#### [ПРЕДЛОЖЕННЫЙ ТЕКСТ]
╔══

Единственно приемлемый путь для устранения антиномии, а значит, и внутренней противоречивости, согласно Тарскому, — отказ от употребления семантически замкнутого языка. Этот путь приемлем, конечно, только в случае искусственных, формализованных языков, допускающих ясное подразделение на язык и метаязык. В естественных же языках с их неясной структурой и возможностью говорить обо всем на одном и том же языке такой подход не очень реален. Ставить вопрос о внутренней непротиворечивости этих языков не имеет смысла. Их богатые выразительные возможности имеют и свою обратную сторону — парадоксы.

Другие решения парадокса

Итак, существуют высказывания, говорящие о своей собственной истинности или ложности. Идея, что такого рода высказывания не являются осмысленными, очень стара. Ее отстаивал еще древнегреческий логик Хрисипп.

╚══

#### [ИСХОДНЫЕ ДАННЫЕ]

╔══

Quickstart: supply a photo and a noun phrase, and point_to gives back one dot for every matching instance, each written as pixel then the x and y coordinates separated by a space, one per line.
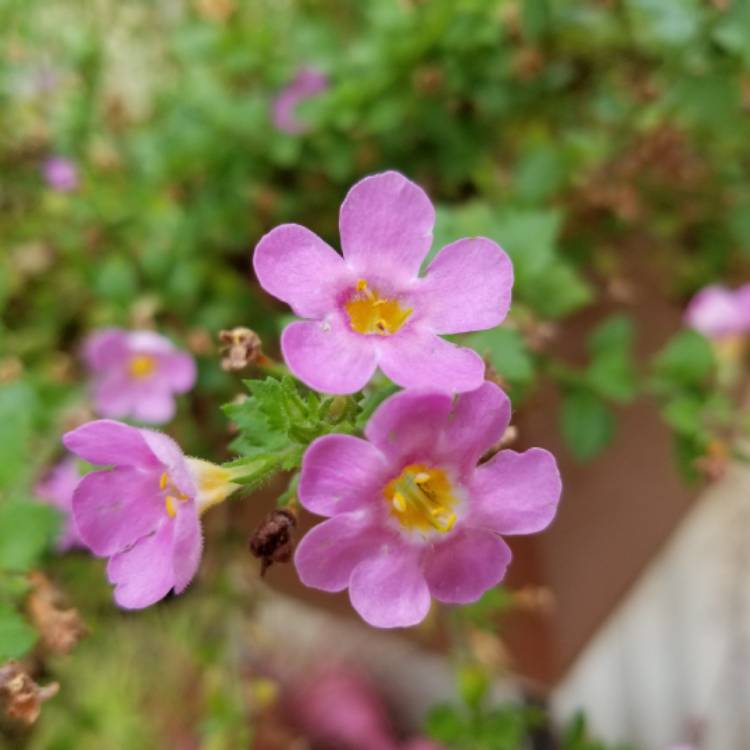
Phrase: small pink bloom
pixel 56 488
pixel 717 311
pixel 60 174
pixel 411 515
pixel 371 308
pixel 307 83
pixel 339 708
pixel 136 374
pixel 143 512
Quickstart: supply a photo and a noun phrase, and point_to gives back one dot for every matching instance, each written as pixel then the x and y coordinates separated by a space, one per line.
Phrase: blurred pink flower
pixel 308 82
pixel 143 512
pixel 56 488
pixel 717 311
pixel 411 514
pixel 60 174
pixel 339 707
pixel 136 374
pixel 370 308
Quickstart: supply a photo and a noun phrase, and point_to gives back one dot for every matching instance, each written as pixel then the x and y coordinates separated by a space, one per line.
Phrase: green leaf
pixel 687 360
pixel 587 424
pixel 16 636
pixel 26 530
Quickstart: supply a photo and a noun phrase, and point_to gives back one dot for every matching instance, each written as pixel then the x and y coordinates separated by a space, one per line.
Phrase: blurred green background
pixel 580 134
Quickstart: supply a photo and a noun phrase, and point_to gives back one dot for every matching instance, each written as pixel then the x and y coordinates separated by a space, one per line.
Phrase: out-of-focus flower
pixel 719 312
pixel 136 374
pixel 340 709
pixel 370 308
pixel 411 514
pixel 143 513
pixel 308 82
pixel 60 174
pixel 56 488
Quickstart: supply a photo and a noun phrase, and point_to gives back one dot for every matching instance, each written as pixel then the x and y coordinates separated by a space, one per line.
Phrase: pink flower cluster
pixel 719 312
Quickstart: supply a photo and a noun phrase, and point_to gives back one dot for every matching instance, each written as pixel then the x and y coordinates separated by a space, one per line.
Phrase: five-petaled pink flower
pixel 136 374
pixel 307 83
pixel 410 512
pixel 370 308
pixel 143 513
pixel 56 488
pixel 60 174
pixel 719 312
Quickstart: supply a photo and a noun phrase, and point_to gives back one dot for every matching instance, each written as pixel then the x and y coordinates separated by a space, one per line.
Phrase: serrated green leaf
pixel 587 424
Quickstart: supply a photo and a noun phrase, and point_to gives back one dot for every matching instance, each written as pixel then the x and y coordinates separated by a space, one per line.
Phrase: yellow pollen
pixel 421 498
pixel 174 497
pixel 369 313
pixel 141 365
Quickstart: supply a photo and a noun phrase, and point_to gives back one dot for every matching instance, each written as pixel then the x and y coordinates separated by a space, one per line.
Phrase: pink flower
pixel 307 83
pixel 56 488
pixel 136 374
pixel 370 308
pixel 411 514
pixel 717 311
pixel 143 513
pixel 60 174
pixel 339 708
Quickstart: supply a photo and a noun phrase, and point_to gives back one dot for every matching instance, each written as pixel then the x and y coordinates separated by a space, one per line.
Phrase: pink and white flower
pixel 137 374
pixel 370 308
pixel 56 488
pixel 308 82
pixel 720 312
pixel 410 514
pixel 143 513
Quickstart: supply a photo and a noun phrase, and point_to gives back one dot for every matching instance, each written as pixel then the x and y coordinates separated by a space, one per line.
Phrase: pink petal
pixel 327 357
pixel 460 569
pixel 296 266
pixel 386 226
pixel 105 442
pixel 341 473
pixel 143 574
pixel 187 546
pixel 114 509
pixel 415 359
pixel 172 460
pixel 330 551
pixel 467 287
pixel 178 370
pixel 105 348
pixel 152 405
pixel 516 493
pixel 479 419
pixel 389 590
pixel 407 426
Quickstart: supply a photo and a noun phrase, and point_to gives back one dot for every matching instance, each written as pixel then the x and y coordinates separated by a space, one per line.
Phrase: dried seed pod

╚══

#### [ЧТО СДЕЛАТЬ]
**a.** Какой древнегреческий логик, по тексту о парадоксах, отстаивал идею, что высказывания о собственной истинности или ложности не являются осмысленными?
**b.** Объясните, опираясь на текст о парадоксах, почему отказ от семантически замкнутого языка не очень реален для естественных языков.
**c.** Продолжите текст о парадоксах после его последнего предложения.
Материал выше отдельный и с текстом о парадоксах не связан.

#### [РЕШЁННЫЕ ЗАДАНИЯ]
**a.** Хрисипп.

**b.** Этот путь приемлем лишь для искусственных, формализованных языков, которые ясно делятся на язык и метаязык. У естественных языков структура неясная, и в них можно говорить обо всем на одном и том же языке.

**c.**
В средние века английский философ и логик У. Оккам заявлял, что утверждение «Всякое высказывание ложно» бессмысленно, поскольку оно говорит в числе прочего и о своей собственной ложности. Из этого утверждения прямо следует противоречие. Если всякое высказывание ложно, то это относится и к самому данному утверждению; но то, что оно ложно, означает, что не всякое высказывание является ложным. Аналогично обстоит дело и с утверждением «Всякое высказывание истинно». Оно также должно быть отнесено к бессмысленным и также ведет к противоречию: если каждое высказывание истинно, то истинным является и отрицание самого этого высказывания, то есть высказывание, что не всякое высказывание истинно.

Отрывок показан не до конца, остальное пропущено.